Your instructions:
Copy out each line exactly as it appears.

== Dataset extract ==

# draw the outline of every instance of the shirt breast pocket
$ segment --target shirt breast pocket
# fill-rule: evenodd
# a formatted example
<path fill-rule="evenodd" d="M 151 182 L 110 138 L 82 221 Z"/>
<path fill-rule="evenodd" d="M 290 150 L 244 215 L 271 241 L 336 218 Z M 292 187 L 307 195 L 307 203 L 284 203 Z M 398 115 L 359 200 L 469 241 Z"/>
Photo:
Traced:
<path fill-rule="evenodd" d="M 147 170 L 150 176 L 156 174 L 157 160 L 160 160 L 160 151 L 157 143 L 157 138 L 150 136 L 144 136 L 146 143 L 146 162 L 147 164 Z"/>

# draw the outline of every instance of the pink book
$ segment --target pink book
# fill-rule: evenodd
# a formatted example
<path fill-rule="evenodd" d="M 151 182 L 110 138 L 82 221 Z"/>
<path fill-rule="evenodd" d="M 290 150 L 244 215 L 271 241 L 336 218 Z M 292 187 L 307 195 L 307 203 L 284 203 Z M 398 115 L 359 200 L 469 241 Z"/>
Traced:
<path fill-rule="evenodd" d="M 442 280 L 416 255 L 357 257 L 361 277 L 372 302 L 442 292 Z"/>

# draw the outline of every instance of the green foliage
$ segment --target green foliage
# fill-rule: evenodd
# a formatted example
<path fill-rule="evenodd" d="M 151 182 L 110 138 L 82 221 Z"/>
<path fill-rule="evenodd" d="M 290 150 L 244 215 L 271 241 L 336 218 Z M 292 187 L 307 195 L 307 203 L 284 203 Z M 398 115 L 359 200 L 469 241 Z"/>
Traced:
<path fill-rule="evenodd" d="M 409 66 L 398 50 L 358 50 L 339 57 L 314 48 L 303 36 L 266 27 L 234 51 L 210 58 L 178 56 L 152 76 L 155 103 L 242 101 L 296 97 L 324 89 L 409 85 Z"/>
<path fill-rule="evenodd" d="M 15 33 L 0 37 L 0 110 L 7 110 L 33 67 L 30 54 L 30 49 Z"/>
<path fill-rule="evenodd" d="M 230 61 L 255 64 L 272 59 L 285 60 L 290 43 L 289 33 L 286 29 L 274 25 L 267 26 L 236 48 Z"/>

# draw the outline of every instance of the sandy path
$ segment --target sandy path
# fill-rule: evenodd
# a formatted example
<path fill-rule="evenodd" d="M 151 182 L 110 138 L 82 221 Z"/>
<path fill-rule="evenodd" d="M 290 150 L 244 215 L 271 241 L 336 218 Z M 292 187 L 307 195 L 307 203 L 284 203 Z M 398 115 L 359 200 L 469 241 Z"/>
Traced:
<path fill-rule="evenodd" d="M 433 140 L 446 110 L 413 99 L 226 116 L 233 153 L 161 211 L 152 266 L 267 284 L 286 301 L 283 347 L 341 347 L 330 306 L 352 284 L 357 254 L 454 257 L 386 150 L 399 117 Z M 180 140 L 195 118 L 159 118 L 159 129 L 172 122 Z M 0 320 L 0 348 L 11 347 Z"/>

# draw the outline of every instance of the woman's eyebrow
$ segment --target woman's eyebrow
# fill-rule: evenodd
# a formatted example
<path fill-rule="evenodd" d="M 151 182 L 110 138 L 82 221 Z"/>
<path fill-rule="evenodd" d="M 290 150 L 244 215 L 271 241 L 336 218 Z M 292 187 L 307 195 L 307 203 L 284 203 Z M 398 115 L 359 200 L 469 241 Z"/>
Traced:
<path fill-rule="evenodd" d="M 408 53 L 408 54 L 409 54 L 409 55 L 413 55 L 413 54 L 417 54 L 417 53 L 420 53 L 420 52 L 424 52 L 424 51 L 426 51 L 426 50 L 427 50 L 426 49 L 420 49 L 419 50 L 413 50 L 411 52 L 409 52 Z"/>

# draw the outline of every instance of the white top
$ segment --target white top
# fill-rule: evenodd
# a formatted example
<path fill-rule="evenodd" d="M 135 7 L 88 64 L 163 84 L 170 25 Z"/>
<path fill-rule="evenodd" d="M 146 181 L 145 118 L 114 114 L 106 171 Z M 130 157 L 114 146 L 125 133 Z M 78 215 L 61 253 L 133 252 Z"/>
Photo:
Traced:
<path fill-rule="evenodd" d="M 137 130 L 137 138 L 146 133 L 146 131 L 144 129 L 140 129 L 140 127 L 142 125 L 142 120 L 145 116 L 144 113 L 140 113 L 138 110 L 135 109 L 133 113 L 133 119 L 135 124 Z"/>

===

Solution to this problem:
# draw the outline of every instance of the shirt breast pocket
$ segment --target shirt breast pocket
# fill-rule: evenodd
# a formatted example
<path fill-rule="evenodd" d="M 151 182 L 110 138 L 82 221 Z"/>
<path fill-rule="evenodd" d="M 290 150 L 244 215 L 271 241 L 336 218 Z M 292 187 L 307 195 L 307 203 L 284 203 Z M 398 115 L 359 200 L 469 241 Z"/>
Photo:
Traced:
<path fill-rule="evenodd" d="M 147 170 L 150 176 L 156 174 L 157 160 L 160 160 L 160 151 L 157 143 L 157 138 L 150 136 L 144 136 L 146 143 L 146 162 L 147 164 Z"/>

# draw the outline of every instance of the pink book
$ segment --target pink book
# fill-rule: evenodd
# a formatted example
<path fill-rule="evenodd" d="M 151 182 L 110 138 L 82 221 Z"/>
<path fill-rule="evenodd" d="M 290 150 L 244 215 L 271 241 L 336 218 Z M 292 187 L 307 195 L 307 203 L 284 203 Z M 398 115 L 359 200 L 469 241 Z"/>
Traced:
<path fill-rule="evenodd" d="M 442 280 L 416 255 L 357 257 L 361 277 L 372 302 L 442 292 Z"/>

# draw the outline of every instance of the green foliage
$ segment --target green foliage
# fill-rule: evenodd
# a formatted example
<path fill-rule="evenodd" d="M 151 182 L 110 138 L 82 221 Z"/>
<path fill-rule="evenodd" d="M 290 150 L 244 215 L 271 241 L 336 218 Z M 292 187 L 307 195 L 307 203 L 284 203 Z M 398 115 L 359 200 L 469 241 Z"/>
Traced:
<path fill-rule="evenodd" d="M 409 66 L 398 50 L 358 50 L 339 57 L 314 48 L 303 36 L 266 27 L 234 51 L 210 58 L 178 56 L 152 76 L 155 103 L 242 101 L 296 97 L 324 89 L 409 85 Z"/>
<path fill-rule="evenodd" d="M 15 33 L 0 37 L 0 110 L 7 110 L 33 67 L 30 54 L 30 49 Z"/>
<path fill-rule="evenodd" d="M 230 61 L 255 64 L 272 59 L 285 60 L 290 43 L 289 33 L 286 29 L 274 25 L 267 26 L 236 48 Z"/>

# draw the outline of every instance of the sandy path
$ segment --target sandy path
# fill-rule: evenodd
# a formatted example
<path fill-rule="evenodd" d="M 151 182 L 110 138 L 82 221 Z"/>
<path fill-rule="evenodd" d="M 290 150 L 244 215 L 271 241 L 336 218 Z M 292 187 L 307 195 L 307 203 L 284 203 Z M 398 115 L 359 200 L 469 241 Z"/>
Traced:
<path fill-rule="evenodd" d="M 433 140 L 446 110 L 413 99 L 226 116 L 233 153 L 161 211 L 152 266 L 267 284 L 286 301 L 283 347 L 341 347 L 330 306 L 352 284 L 357 254 L 454 257 L 386 150 L 399 117 Z M 180 140 L 195 118 L 159 118 L 159 129 L 172 122 Z M 0 320 L 0 348 L 11 347 Z"/>

# draw the outline of every instance of the woman's eyebrow
$ segment --target woman's eyebrow
# fill-rule: evenodd
# a formatted example
<path fill-rule="evenodd" d="M 151 182 L 110 138 L 82 221 Z"/>
<path fill-rule="evenodd" d="M 290 150 L 244 215 L 271 241 L 336 218 Z M 292 187 L 307 195 L 307 203 L 284 203 Z M 398 115 L 359 200 L 469 241 Z"/>
Traced:
<path fill-rule="evenodd" d="M 408 53 L 408 54 L 409 54 L 409 55 L 413 55 L 413 54 L 417 54 L 417 53 L 420 53 L 420 52 L 424 52 L 424 51 L 426 51 L 426 50 L 427 50 L 426 49 L 420 49 L 419 50 L 413 50 L 411 52 L 409 52 Z"/>

# draw the outline of every instance of the white top
$ segment --target white top
# fill-rule: evenodd
# a formatted example
<path fill-rule="evenodd" d="M 135 7 L 88 64 L 163 84 L 170 25 Z"/>
<path fill-rule="evenodd" d="M 146 181 L 145 118 L 114 114 L 106 171 Z M 130 157 L 114 146 L 125 133 Z M 78 215 L 61 253 L 133 252 Z"/>
Photo:
Traced:
<path fill-rule="evenodd" d="M 137 130 L 137 138 L 146 133 L 146 131 L 144 129 L 140 129 L 140 127 L 142 125 L 142 120 L 145 116 L 144 113 L 140 113 L 138 110 L 135 109 L 133 113 L 133 119 L 135 124 Z"/>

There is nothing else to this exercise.